PAGE TEXT:
>>>
Secalonic Acid-D Represses HIF1α/VEGF-Mediated Angiogenesis by Regulating the Akt/mTOR/p70S6K Signaling Cascade.

Tumor angiogenesis is a validated target for therapeutic intervention, but agents that are more disease selective are needed. Here, we report the isolation of secalonic acid-D (SAD), a mycotoxin from a novel source that exhibits potent antiangiogenic antitumor activity. SAD inhibited multiple HIF1α/VEGF-arbitrated angiogenesis dynamics as scored in human umbilical vascular endothelial cells and human MCF-7 breast tumor xenografts. Similarly, SAD suppressed VEGF-induced microvessel sprouting from rat aortic ring and blood vessel formation in the Matrigel plug assay in C57/BL6J mice. Under normoxic or hypoxic conditions, SAD inhibited cell survival through the Akt/mTOR/p70S6K pathway, with attendant effects on key proangiogenesis factors, including HIF1α, VEGFR, and MMP-2/MMP-9. These effects were reversed by cotreatment with the Akt inhibitors perifosine and GSK69069 or by the addition of neutralizing VEGF antibodies. The apoptotic properties of SAD were determined to be both extrinsic and intrinsic in nature, whereas the cell-cycle inhibitory effects were mediated by altering the level of key G1-S transition-phase proteins. In experimental mouse models of breast cancer, SAD dosing produced no apparent toxicities (either orally or intraperitoneal) at levels that yielded antitumor effects. Taken together, our findings offered a preclinical validation and mechanistic definition of the antiangiogenic activity of a novel mycotoxin, with potential application as a cancer-selective therapeutic agent.
<<<
RECORDED INFORMATION:
>>>
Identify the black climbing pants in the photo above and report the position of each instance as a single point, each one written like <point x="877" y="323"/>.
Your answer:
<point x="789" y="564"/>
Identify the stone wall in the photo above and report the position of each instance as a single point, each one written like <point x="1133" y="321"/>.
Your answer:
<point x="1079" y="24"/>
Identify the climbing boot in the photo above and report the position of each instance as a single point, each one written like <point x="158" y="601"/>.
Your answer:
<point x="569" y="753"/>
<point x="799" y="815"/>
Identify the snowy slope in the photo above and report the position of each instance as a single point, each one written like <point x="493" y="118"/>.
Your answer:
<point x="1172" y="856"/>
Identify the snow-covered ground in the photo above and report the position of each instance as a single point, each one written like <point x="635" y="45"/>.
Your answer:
<<<
>>>
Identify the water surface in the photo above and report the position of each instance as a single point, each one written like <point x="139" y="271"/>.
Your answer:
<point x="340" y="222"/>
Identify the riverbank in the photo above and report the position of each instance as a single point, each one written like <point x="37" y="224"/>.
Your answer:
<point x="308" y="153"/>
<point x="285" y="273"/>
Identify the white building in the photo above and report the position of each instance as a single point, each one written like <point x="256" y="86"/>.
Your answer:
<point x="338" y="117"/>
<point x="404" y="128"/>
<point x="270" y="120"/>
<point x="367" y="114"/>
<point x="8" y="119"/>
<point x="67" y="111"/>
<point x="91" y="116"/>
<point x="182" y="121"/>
<<<
PARTS OF THE EXERCISE:
a) For each statement, answer yes or no to whether it agrees with the secalonic acid-D text, and quote the deciding words of the text exactly.
(i) SAD was isolated from a novel source.
(ii) SAD dosing in the mouse breast cancer models caused apparent toxicities.
(iii) Cotreatment with Akt inhibitors reversed the effects of SAD.
b) Answer these questions from the secalonic acid-D text:
(i) Which human breast tumor xenografts were used?
(ii) In which mice was the Matrigel plug assay performed?
(iii) By which two routes was SAD dosed in the mouse models?
Draw only on the secalonic acid-D text, not on the data.

SOLUTION LIST:
a)
(i) Yes: "a mycotoxin from a novel source"
(ii) No: "SAD dosing produced no apparent toxicities"
(iii) Yes: "These effects were reversed by cotreatment with the Akt inhibitors perifosine and GSK69069"

b)
(i) MCF-7
(ii) C57/BL6J mice
(iii) Orally and intraperitoneal